— Document —
━━━━

This coming Sunday I will be embarking on my 3rd annual Finish Line Hike of the 14 mile Tanawha Trail. To inspire me, and my fellow hikers- here is what I experienced the first time! *forgive me, this one is long! Original post was broken into 3 parts!
The Tanawha Trail- from bottom to top. Part 1
The whole week before my big event is now just a blur of memories of checking the weather! All the weather reports kept giving me a 60-80% chance of thunderstorms throughout the day of my hike. I was beginning to panic and question and doubt, when that still small voice said once again, “I got this”.
I don’t know what it is about those 3 little words. They seem just as impactful and powerful as “I love you”.
With the phrase “I got this” whispered in my soul from my beloved…. I rested in a deep shalom knowing that no matter what happened it would all be okay.
As Saturday morning arrived, one last glance at my weather app showed me that overnight, much of the bad weather had turned north or dissipated and while the clouds still remained… my chances for rain were much smaller. Before the sun even rose, I knew that God was working things out behind the scenes all along.
With excitement stirring in my belly all the way up the parkway, the fog lifting off the mountains seemed to paint a picture for how I felt at that moment. It wasn’t butterflies in my stomach, but a cool misty fog rising up from within that would soon lift away making room for the adventure of a lifetime.
The 3 of us started off with prayer and some stretching and it wasn’t long before we were surrounded in the tunnels of the rhododendron. How fitting that the beginning of our journey symbolized a birth. Like a birth canal, the tunnels urged us forward into a new life. We began noticing the extensive root systems under our feet, and even over our heads in these tunnels. How fitting that these roots became the stepping stones that gave us the strength to push upward and onward thru the hills. Occasionally, we would stumble on these roots though, and our feet would get caught in them… usually it was a quick kick that propelled us to stay on our feet, but it occurred to me that if we weren’t careful, these roots could cause one of us to fall.
This is so true in life as well. It’s our roots… our family... our history… our past…. That gives us strength sometimes. We can use those roots to propel us forward and rise up to new things. OR, we can trip on them, get stuck and never move on from them.
I believe I’ve spent much of my life up til this point, sitting on the forest floor with my foot wrapped around a root system.
But no longer.
Now I am able to allow most of my roots to give me a step up, and I’ve got friends and loved ones who will take my arm and balance me when other roots try to trip me up along the way.
As we continued on the trail, we moved on from the tunnels and out into beautiful open pastures. Graceful hills, distant trees, tall grasses and wildflowers beckoned us to dance and skip like little girls. Reminiscent of the Little House on the Prairie views…. I felt the beginnings of freedom rise up within my heart. The fog had lifted by now and the birds were singing fresh morning tunes inviting us to continue on. From here we could see Grandfather Mountain in the distance… a glimpse of our destination. It looked so far away, but at this point, only encouraged us to pick up the pace… excited that we were actually going to go that far!!

━━━━

— Provided information —
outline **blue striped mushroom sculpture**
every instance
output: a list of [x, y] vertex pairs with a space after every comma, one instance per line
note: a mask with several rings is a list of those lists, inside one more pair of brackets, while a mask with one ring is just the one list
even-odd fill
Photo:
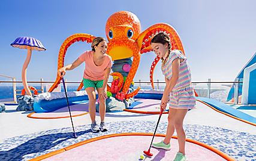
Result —
[[32, 93], [26, 81], [26, 70], [28, 64], [31, 58], [32, 51], [45, 51], [46, 49], [43, 45], [41, 42], [35, 38], [31, 37], [19, 37], [17, 38], [13, 43], [11, 44], [13, 47], [19, 48], [20, 49], [26, 49], [28, 54], [25, 61], [24, 62], [22, 72], [22, 83], [26, 93], [32, 96]]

━━━━

— Tasks to complete —
(a) In the Tanawha Trail hike post, which mountain could the hikers see in the distance from the open pastures?
(b) Write the next part of the Tanawha Trail hike post, picking up after its last sentence.
The items come from a different source than the Tanawha Trail hike post.

— Replies —
(a) Grandfather Mountain.

(b)
The next few miles took us back into the woods, with steeper inclines and beautiful quiet streams. Every quiet stream always reminds me of Psalm 23. Now that I mention it, the scripture was a perfect description of the trail so far…
The Lord is my shepherd, I lack nothing.
He makes me lie down in green pastures,
He leads me beside quiet waters,
He refreshes my soul.
He guides me along the right paths
for his name’s sake.
Even though I walk
through the darkest valley
I will fear no evil,
for you are with me;
your rod and your staff,
they comfort me.
Before long, we started to hear the rumblings of thunder and we trudged on knowing that when God said “I got this” that he meant it no matter what it looked like to us. The rain came down, slow at first, and we put on our rain gear. Then the skies opened up and just poured out the waters upon us. All we could do was just keep putting one foot in front of the other. With our heads down the path was our main focus. Always on the lookout for slippery spots, we took special care not to trip on roots here, especially where the path was skinny and the soft edges would have sent us tumbling downhill. I took comfort in the scriptures that I searched out during the week prior to this moment. Scriptures that showed me that when the Lord sends rain- its purpose is to cause fruit to grow.
I thanked the Lord for his provision, for his rain. And we kept walking with good spirits and without fear. The few claps of thunder in the distance were not cause for concern.
I also remembered this section of 2 Samuel that I had prayed over our journey just the night before.
“He shot his arrows and scattered the enemy, with great bolts of lightning he routed them.”
2 Sam 22:15
I imagined my enemy (in the spirit) along the trail being scattered away… so that the rest of my journey would be clear and I would not be ambushed. I thanked him for his protection.
And the rain stopped. Our way was clear now.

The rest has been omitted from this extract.